##### DATA FOR PROCESSING

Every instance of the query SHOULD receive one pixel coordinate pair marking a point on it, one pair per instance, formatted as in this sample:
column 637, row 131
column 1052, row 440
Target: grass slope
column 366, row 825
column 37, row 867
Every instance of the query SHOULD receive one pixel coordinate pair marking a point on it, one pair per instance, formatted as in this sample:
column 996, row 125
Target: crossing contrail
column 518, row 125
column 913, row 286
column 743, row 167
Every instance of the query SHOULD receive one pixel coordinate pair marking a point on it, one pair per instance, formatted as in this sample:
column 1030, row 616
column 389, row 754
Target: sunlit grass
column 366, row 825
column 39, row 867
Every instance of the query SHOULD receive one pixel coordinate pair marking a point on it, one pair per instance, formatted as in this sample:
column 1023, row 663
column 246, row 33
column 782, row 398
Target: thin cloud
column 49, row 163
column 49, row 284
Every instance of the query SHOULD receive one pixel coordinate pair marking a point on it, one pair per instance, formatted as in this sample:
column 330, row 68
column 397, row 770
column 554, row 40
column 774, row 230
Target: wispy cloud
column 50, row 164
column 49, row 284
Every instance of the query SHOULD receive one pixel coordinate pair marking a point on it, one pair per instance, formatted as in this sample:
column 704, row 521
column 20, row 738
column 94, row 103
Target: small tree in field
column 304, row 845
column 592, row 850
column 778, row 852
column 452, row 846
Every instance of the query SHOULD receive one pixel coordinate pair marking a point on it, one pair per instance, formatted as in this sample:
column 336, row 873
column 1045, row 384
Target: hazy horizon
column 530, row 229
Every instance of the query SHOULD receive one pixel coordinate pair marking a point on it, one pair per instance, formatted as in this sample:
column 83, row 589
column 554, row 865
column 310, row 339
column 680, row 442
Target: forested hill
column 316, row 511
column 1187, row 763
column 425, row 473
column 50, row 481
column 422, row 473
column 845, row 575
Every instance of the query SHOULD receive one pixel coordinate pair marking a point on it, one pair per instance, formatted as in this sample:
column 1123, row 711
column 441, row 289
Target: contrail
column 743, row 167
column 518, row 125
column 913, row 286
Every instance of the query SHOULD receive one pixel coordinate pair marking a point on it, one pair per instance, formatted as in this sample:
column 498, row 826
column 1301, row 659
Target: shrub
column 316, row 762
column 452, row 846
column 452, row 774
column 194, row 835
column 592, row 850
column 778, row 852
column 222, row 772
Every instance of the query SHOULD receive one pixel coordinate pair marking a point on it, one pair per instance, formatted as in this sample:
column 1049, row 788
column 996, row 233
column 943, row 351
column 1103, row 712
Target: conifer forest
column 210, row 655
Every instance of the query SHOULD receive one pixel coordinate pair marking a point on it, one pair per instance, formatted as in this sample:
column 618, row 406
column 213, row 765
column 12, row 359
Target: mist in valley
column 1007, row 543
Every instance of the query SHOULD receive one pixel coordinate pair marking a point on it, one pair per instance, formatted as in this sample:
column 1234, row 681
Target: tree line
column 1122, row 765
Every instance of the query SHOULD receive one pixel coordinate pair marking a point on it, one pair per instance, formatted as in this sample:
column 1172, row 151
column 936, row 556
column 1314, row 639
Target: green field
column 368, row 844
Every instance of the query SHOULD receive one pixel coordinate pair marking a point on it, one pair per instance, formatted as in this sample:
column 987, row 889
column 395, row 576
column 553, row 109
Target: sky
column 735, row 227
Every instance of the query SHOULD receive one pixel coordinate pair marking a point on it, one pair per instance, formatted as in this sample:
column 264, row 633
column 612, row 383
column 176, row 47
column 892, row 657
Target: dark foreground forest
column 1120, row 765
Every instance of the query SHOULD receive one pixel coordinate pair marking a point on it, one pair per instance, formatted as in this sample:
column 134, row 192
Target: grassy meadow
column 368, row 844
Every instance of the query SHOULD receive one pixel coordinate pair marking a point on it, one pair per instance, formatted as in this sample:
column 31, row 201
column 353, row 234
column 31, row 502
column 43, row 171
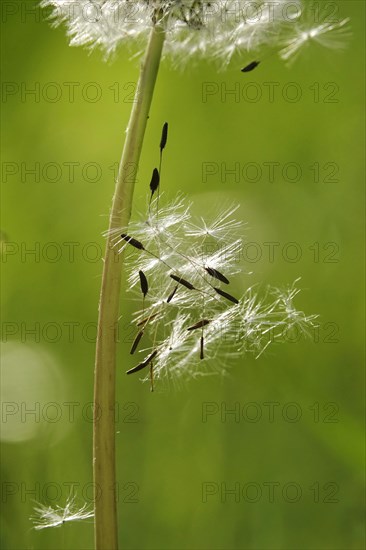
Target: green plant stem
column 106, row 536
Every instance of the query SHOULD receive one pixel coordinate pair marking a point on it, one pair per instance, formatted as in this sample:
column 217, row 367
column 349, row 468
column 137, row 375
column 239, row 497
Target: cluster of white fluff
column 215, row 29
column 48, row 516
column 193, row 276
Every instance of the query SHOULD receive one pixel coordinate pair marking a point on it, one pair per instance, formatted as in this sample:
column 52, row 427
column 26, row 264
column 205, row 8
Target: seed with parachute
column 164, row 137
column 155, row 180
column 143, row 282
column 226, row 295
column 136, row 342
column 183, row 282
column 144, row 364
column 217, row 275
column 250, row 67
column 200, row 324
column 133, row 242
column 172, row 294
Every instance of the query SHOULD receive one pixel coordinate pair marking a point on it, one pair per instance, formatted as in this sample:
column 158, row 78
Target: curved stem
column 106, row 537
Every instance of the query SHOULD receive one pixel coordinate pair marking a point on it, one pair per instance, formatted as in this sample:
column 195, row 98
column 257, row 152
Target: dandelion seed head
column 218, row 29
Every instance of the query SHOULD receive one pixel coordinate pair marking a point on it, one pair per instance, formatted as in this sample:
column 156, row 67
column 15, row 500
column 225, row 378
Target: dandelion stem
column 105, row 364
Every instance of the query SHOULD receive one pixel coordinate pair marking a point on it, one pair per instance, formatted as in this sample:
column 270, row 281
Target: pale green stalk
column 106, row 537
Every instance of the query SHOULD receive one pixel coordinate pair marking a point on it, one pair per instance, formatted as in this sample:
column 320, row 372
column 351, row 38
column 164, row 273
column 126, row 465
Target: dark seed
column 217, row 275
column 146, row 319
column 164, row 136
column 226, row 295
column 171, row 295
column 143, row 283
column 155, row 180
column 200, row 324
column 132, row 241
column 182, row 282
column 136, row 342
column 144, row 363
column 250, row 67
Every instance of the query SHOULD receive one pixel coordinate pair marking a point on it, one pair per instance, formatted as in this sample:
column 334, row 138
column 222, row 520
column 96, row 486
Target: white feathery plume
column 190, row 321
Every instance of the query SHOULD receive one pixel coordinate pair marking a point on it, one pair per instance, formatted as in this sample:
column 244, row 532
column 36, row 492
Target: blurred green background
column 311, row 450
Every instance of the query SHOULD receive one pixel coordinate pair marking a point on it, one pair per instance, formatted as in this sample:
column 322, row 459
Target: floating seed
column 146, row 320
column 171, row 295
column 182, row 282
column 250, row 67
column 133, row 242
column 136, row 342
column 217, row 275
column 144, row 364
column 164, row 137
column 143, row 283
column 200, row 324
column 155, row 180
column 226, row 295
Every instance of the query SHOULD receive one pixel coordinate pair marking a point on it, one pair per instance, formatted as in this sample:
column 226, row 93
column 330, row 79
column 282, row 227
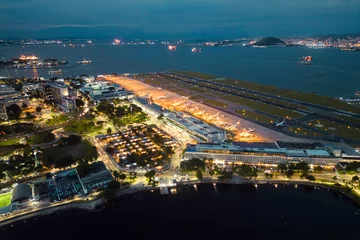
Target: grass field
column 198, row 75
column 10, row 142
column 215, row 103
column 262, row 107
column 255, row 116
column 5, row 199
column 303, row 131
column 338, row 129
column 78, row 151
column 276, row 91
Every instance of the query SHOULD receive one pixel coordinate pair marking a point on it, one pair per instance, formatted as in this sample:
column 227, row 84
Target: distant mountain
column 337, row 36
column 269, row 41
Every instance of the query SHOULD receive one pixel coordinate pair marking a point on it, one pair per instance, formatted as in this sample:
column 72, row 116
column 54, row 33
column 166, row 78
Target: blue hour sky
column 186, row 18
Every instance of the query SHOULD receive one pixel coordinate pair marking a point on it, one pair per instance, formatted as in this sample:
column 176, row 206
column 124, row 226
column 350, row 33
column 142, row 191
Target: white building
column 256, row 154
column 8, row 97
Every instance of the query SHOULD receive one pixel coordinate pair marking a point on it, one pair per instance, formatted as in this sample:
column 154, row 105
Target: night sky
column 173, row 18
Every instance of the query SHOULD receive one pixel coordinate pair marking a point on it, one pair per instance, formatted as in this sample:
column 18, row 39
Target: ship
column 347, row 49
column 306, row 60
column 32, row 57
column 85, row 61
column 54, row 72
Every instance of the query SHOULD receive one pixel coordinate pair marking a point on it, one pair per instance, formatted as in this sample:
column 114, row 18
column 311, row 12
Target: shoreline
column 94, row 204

##########

§ PROBLEM
Word for word, restate the listing above from its first line to the line with "column 782, row 398", keeping both.

§ SOLUTION FOR THIS PROBLEM
Every instance of the query SHOULD receive one pixel coordinate pair marking a point on it, one pair per instance, formatted as in this sample:
column 637, row 131
column 1052, row 440
Target: grass slope
column 366, row 825
column 37, row 867
Every instance of the query SHOULD receive one pixel coordinate pair marking a point on it, one pair per instance, formatted as in this sample:
column 996, row 125
Target: crossing contrail
column 518, row 125
column 913, row 286
column 743, row 167
Every instance of the query SHOULD receive one pixel coordinate pair marking a point on it, one pair per instance, formatted as in this sample:
column 1030, row 616
column 389, row 754
Target: sunlit grass
column 366, row 825
column 39, row 867
Every instance of the query SHOULD receive one pixel coordinate pair marking a point on it, one pair per instance, formatted as in this sample:
column 1023, row 663
column 246, row 33
column 782, row 398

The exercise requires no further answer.